Task brief
Go through the entries below and work out how many lines include "blue"; give only that number.

(Stored data entries)
────────────────

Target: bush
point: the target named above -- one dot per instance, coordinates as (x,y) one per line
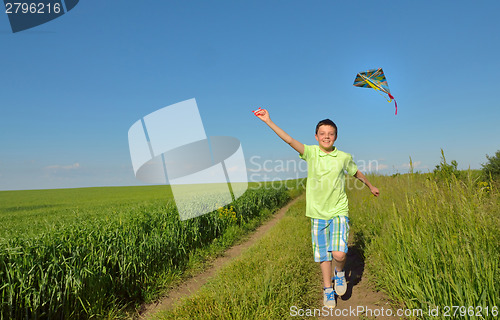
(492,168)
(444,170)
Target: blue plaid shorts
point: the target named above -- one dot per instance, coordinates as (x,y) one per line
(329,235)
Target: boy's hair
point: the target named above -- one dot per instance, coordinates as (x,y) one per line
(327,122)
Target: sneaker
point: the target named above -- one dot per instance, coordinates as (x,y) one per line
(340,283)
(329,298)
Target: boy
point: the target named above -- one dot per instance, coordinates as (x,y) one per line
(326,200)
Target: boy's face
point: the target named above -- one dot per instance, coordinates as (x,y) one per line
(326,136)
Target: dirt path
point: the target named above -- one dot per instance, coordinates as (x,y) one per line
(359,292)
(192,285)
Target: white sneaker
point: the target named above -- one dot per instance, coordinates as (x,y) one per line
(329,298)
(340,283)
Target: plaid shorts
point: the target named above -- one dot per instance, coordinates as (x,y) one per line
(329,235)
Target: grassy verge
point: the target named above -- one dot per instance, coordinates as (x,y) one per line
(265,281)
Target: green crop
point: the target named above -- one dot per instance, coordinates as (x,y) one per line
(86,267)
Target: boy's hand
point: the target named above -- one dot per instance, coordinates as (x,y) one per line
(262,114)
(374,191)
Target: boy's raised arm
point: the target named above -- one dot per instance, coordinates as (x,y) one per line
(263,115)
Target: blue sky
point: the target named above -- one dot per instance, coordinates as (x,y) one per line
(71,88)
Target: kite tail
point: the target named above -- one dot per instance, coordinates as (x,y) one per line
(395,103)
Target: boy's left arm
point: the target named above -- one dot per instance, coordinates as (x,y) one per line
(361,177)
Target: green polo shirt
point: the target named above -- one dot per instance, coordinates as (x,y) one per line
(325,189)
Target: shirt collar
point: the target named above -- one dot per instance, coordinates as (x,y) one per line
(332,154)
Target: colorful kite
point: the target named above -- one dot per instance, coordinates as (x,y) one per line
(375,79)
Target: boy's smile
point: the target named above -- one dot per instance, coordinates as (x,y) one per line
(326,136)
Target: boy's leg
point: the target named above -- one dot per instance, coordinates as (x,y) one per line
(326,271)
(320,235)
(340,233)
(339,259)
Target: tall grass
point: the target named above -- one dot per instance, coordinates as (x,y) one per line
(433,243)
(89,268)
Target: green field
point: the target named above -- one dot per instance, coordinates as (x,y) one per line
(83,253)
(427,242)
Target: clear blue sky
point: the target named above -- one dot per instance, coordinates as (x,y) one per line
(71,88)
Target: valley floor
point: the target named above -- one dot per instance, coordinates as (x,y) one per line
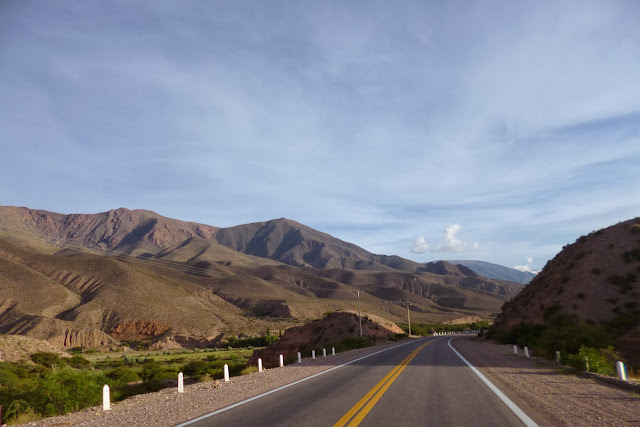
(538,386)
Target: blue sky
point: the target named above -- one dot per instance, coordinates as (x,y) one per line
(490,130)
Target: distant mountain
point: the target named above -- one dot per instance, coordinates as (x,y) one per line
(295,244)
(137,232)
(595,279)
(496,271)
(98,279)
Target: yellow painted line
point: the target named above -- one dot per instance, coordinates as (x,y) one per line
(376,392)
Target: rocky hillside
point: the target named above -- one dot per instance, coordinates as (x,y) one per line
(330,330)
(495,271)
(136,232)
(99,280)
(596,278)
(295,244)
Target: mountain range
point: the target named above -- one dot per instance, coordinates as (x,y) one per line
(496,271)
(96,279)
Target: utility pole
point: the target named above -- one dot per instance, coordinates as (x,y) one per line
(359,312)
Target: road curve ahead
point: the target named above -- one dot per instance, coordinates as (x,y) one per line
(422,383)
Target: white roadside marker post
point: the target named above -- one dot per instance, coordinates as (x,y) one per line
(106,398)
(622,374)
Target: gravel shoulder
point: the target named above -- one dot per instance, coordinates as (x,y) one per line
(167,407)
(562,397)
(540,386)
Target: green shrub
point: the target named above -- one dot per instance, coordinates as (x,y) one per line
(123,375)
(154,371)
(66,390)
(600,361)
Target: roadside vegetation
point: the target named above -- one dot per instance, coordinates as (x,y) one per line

────────────────

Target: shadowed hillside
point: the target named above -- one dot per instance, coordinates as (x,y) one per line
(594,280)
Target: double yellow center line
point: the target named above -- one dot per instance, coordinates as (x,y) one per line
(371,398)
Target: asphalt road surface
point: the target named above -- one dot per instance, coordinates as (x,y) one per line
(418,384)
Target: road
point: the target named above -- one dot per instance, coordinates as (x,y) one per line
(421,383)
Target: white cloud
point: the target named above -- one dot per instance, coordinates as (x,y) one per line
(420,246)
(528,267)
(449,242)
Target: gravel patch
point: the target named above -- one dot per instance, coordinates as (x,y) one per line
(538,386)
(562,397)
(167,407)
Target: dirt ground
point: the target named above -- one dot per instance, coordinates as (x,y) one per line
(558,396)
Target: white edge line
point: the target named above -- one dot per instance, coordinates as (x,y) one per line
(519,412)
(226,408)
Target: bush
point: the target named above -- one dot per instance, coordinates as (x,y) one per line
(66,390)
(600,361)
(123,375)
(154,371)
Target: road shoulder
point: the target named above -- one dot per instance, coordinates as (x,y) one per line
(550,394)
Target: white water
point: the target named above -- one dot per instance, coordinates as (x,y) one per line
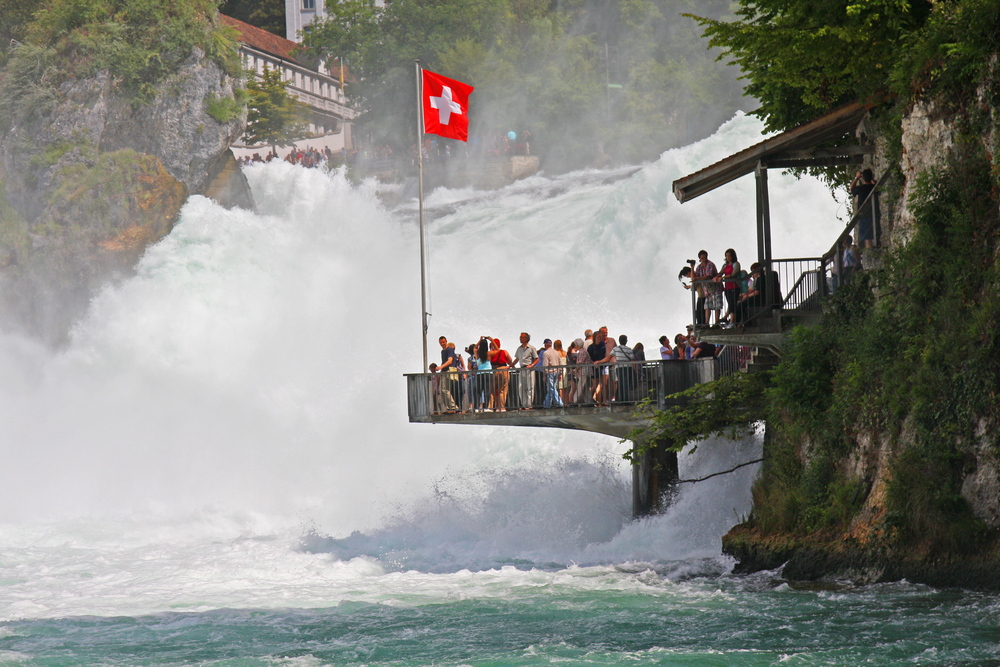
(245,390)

────────────────

Result below
4